- Opening Delimiter -

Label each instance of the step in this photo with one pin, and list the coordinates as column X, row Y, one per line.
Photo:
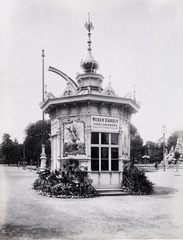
column 111, row 192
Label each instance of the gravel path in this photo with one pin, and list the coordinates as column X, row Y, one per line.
column 24, row 214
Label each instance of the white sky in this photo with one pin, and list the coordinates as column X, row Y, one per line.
column 136, row 42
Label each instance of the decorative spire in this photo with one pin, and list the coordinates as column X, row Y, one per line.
column 109, row 80
column 89, row 64
column 89, row 26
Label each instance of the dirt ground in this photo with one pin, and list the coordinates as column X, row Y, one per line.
column 24, row 214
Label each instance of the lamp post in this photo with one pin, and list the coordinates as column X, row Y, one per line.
column 24, row 154
column 163, row 130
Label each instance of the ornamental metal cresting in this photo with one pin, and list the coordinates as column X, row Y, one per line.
column 105, row 124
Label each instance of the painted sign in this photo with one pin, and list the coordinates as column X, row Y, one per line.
column 104, row 124
column 74, row 138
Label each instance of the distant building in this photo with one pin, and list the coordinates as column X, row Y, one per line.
column 90, row 123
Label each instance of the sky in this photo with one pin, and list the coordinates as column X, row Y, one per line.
column 136, row 42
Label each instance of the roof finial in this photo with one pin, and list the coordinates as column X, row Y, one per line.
column 89, row 26
column 134, row 93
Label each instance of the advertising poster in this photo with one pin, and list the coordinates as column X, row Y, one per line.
column 74, row 138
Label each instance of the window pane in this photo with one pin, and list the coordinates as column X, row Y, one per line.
column 94, row 138
column 104, row 138
column 94, row 158
column 114, row 153
column 104, row 165
column 95, row 152
column 104, row 153
column 114, row 138
column 114, row 165
column 95, row 165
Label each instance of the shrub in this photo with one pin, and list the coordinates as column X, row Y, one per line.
column 135, row 181
column 70, row 181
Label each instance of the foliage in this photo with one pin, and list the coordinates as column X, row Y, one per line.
column 136, row 143
column 135, row 181
column 176, row 155
column 68, row 182
column 34, row 140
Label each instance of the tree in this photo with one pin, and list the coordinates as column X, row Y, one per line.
column 154, row 151
column 7, row 148
column 33, row 140
column 136, row 143
column 11, row 151
column 172, row 140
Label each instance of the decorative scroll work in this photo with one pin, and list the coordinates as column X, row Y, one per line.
column 74, row 138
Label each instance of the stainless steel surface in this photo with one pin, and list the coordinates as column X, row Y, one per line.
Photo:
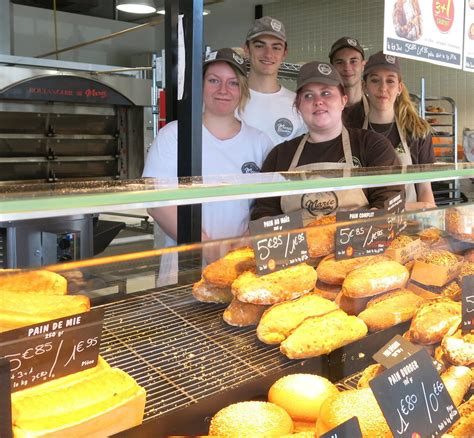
column 182, row 351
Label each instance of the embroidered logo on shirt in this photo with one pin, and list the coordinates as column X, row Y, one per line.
column 318, row 204
column 283, row 127
column 250, row 167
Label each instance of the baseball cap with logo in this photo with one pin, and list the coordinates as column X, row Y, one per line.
column 226, row 55
column 346, row 42
column 267, row 26
column 316, row 72
column 381, row 61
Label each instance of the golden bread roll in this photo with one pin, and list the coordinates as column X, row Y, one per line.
column 301, row 395
column 209, row 293
column 251, row 419
column 320, row 235
column 319, row 335
column 434, row 319
column 390, row 309
column 93, row 403
column 458, row 380
column 19, row 309
column 368, row 374
column 40, row 281
column 279, row 320
column 360, row 403
column 464, row 427
column 352, row 306
column 276, row 287
column 243, row 314
column 459, row 348
column 224, row 271
column 333, row 271
column 374, row 279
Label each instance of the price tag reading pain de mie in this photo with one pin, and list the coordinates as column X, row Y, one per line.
column 284, row 247
column 413, row 398
column 52, row 349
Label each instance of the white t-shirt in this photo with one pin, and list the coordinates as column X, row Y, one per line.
column 274, row 114
column 243, row 153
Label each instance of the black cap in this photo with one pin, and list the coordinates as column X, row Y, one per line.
column 346, row 42
column 226, row 55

- Closing Delimiter -

Output only the lines from the one that contains "Label each instance of the black" through the last line of the data above, each restated exactly.

*Result below*:
Label each instance of the black cap in this photo with one pin, and list the coordinates as column X, row Y, one per line.
column 346, row 42
column 226, row 55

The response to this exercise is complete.